Look in the data below for the line that contains "point: foliage canopy". Copy that line and the remaining lines exactly.

*** AVAILABLE RECORDS

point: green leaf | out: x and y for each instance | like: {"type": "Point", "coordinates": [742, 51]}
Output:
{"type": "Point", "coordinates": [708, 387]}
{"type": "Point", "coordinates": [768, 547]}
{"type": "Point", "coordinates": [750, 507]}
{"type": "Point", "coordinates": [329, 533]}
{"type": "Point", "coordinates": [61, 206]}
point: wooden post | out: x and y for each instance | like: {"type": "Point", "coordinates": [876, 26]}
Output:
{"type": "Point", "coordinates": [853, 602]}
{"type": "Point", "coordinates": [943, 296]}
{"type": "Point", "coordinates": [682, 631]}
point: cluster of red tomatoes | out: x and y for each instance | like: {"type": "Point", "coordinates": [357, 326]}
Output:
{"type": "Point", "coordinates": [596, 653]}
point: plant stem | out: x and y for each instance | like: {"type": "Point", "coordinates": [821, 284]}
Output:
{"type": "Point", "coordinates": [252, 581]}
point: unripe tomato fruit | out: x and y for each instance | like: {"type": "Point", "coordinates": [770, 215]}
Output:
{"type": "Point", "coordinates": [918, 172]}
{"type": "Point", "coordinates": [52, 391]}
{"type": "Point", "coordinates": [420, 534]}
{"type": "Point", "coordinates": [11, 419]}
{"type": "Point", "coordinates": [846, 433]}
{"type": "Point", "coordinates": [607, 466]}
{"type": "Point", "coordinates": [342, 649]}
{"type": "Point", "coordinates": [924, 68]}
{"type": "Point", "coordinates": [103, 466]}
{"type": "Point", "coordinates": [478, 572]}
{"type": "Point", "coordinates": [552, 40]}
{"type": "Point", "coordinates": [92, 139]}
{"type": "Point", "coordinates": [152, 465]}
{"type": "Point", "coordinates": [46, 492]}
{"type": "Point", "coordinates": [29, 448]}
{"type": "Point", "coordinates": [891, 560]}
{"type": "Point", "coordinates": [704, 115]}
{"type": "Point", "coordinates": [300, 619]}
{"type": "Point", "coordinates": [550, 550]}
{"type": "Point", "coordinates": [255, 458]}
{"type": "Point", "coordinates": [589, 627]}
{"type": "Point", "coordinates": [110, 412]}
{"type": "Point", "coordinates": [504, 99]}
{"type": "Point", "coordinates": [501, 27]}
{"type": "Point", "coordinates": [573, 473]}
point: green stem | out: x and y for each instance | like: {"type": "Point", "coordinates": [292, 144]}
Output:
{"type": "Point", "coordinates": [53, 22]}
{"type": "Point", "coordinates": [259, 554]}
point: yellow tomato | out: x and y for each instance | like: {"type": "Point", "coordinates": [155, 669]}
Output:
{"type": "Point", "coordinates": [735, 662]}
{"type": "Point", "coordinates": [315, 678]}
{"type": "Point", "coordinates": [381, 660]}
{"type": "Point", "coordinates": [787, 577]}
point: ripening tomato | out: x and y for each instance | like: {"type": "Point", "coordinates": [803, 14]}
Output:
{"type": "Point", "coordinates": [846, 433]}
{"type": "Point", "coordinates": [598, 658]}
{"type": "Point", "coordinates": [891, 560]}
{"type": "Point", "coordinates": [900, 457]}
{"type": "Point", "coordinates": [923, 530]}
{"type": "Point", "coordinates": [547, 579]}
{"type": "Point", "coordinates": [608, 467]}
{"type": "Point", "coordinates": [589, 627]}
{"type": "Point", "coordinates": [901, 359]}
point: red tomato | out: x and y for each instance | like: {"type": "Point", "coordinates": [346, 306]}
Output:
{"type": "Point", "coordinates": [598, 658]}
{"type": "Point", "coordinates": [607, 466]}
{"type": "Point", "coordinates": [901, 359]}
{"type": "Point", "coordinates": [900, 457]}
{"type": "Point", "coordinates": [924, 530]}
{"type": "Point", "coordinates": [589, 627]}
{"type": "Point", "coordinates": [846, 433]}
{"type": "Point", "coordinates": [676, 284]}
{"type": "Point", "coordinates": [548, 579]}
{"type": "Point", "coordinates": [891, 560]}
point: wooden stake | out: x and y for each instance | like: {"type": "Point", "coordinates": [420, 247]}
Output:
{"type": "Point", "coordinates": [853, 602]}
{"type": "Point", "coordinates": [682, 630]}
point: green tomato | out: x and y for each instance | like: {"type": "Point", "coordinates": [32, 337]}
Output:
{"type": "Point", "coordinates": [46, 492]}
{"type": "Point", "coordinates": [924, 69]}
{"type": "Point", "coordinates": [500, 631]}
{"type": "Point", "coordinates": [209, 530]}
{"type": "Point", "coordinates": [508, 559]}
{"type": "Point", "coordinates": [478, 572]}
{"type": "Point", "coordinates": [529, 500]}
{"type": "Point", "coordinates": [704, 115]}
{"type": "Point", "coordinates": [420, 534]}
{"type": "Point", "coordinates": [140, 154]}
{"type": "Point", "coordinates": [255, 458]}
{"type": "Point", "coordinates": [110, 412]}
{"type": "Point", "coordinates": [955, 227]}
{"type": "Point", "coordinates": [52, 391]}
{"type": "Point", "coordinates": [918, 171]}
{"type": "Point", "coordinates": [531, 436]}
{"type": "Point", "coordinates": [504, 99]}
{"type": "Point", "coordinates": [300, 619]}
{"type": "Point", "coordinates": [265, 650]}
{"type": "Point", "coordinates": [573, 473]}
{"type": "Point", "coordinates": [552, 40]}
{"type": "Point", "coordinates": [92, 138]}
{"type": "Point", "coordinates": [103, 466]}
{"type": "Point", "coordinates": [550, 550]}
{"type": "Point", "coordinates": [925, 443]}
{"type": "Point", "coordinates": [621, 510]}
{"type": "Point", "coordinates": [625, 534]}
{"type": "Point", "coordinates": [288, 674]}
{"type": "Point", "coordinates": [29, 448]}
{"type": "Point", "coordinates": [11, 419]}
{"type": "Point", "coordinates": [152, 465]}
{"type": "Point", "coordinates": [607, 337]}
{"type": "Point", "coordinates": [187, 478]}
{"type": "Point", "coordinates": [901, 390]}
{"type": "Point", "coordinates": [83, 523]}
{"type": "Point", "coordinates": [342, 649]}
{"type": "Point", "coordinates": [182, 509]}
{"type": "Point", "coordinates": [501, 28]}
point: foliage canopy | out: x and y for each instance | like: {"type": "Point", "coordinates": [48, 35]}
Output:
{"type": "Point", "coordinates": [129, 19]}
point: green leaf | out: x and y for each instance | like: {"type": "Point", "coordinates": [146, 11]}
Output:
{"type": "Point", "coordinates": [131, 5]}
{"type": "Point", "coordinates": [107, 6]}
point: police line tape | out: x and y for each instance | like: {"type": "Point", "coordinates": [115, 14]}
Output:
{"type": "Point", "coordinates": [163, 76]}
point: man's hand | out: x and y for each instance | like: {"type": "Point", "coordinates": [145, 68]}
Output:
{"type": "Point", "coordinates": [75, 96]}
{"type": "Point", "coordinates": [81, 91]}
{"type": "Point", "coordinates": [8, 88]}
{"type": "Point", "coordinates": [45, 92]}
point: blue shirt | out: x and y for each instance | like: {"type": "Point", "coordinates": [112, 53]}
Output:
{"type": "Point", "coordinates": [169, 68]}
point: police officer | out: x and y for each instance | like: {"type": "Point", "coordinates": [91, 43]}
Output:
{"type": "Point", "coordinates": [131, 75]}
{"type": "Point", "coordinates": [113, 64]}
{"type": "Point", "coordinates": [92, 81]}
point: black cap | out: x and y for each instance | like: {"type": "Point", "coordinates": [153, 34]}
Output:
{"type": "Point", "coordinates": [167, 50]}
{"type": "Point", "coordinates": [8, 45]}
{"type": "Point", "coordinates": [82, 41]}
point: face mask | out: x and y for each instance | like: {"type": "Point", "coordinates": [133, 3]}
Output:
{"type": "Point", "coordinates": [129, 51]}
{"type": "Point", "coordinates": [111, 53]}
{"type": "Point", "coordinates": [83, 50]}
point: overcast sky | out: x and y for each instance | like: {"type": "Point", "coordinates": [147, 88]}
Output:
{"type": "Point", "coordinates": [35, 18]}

******

» PROBLEM SOLUTION
point: foliage canopy | out: x and y for each instance | like: {"type": "Point", "coordinates": [48, 35]}
Output:
{"type": "Point", "coordinates": [129, 19]}
point: green leaf | out: x and y for each instance | like: {"type": "Point", "coordinates": [146, 11]}
Output:
{"type": "Point", "coordinates": [131, 5]}
{"type": "Point", "coordinates": [107, 6]}
point: police line tape | out: x and y for each instance | like: {"type": "Point", "coordinates": [115, 14]}
Output:
{"type": "Point", "coordinates": [163, 76]}
point: man's hand | out: x and y for each instance | like: {"type": "Point", "coordinates": [145, 68]}
Output:
{"type": "Point", "coordinates": [75, 96]}
{"type": "Point", "coordinates": [81, 91]}
{"type": "Point", "coordinates": [8, 88]}
{"type": "Point", "coordinates": [45, 92]}
point: blue shirt | out: x and y for each instance | like: {"type": "Point", "coordinates": [112, 53]}
Output:
{"type": "Point", "coordinates": [169, 68]}
point: police officer | out: x and y for each instance | like: {"type": "Point", "coordinates": [91, 43]}
Output:
{"type": "Point", "coordinates": [131, 75]}
{"type": "Point", "coordinates": [113, 64]}
{"type": "Point", "coordinates": [92, 81]}
point: black cap | out: x and y for each instance | like: {"type": "Point", "coordinates": [153, 34]}
Output:
{"type": "Point", "coordinates": [167, 50]}
{"type": "Point", "coordinates": [8, 45]}
{"type": "Point", "coordinates": [82, 41]}
point: face mask | out: x and y for each instance | like: {"type": "Point", "coordinates": [133, 3]}
Output:
{"type": "Point", "coordinates": [129, 51]}
{"type": "Point", "coordinates": [111, 53]}
{"type": "Point", "coordinates": [83, 50]}
point: overcast sky | out: x and y for each instance | like: {"type": "Point", "coordinates": [147, 88]}
Output:
{"type": "Point", "coordinates": [35, 18]}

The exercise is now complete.